Reproduce word for word the stretch of items from the line containing "of the white" through the end of the items.

(Collected data entries)
--*--

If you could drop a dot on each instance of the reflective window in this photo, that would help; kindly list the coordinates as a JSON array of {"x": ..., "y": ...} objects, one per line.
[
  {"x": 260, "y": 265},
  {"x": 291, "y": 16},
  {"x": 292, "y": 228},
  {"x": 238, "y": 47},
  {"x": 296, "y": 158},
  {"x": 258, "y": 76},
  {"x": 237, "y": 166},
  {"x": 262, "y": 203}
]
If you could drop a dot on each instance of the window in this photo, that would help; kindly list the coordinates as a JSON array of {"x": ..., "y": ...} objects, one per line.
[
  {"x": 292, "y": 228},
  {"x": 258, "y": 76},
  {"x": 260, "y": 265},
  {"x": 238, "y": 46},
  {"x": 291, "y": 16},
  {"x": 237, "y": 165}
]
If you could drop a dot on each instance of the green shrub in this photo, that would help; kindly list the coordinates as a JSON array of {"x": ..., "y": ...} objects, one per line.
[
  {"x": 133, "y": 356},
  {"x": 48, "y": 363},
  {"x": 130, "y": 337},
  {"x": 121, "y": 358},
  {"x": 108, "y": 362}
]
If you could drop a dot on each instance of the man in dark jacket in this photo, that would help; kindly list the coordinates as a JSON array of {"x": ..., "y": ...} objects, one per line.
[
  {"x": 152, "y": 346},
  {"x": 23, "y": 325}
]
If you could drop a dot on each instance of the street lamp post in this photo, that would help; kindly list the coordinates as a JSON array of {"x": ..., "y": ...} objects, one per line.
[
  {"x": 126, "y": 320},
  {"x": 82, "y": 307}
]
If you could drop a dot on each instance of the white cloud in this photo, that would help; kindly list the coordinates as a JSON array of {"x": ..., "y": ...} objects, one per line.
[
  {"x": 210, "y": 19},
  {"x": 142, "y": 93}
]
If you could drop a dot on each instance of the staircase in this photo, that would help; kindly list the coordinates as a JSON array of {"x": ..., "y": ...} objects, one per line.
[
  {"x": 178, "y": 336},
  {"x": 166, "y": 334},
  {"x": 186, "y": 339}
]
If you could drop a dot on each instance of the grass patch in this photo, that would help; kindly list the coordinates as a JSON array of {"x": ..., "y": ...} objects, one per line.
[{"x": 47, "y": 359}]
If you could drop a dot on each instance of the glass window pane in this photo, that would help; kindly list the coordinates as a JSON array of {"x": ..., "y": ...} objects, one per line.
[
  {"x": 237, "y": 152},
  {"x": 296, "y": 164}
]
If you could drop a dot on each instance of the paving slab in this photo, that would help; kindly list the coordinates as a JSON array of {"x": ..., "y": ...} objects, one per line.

--*--

→ **OUTPUT OF THE TASK**
If you could drop a dot on each instance of the white cloud in this photo, that would help; kindly list the coordinates as a JSON array of {"x": ..., "y": ...} objects, one per line.
[
  {"x": 210, "y": 19},
  {"x": 142, "y": 93}
]
If you could drop a dot on each instance of the staircase in this photo, that would help; kindly list the coordinates as a JSON array of {"x": ..., "y": ...} objects, one per line.
[
  {"x": 178, "y": 336},
  {"x": 166, "y": 334},
  {"x": 186, "y": 339}
]
If you could drop a dot on each instance of the grass patch in this photo, that would help; kindly list the coordinates as a JSON array of {"x": ..., "y": ...} objects, one per line.
[{"x": 47, "y": 359}]
If you could drop a dot on each instance of the glass window pane in this photo, that would help; kindly list the coordinates as a JSON array of {"x": ..., "y": ...} objects, one per line.
[
  {"x": 237, "y": 152},
  {"x": 296, "y": 164}
]
If you could drop a dot on each instance of the paving slab in this photo, that would help; kindly list the coordinates as a JSON array of {"x": ..., "y": ...} objects, one per line.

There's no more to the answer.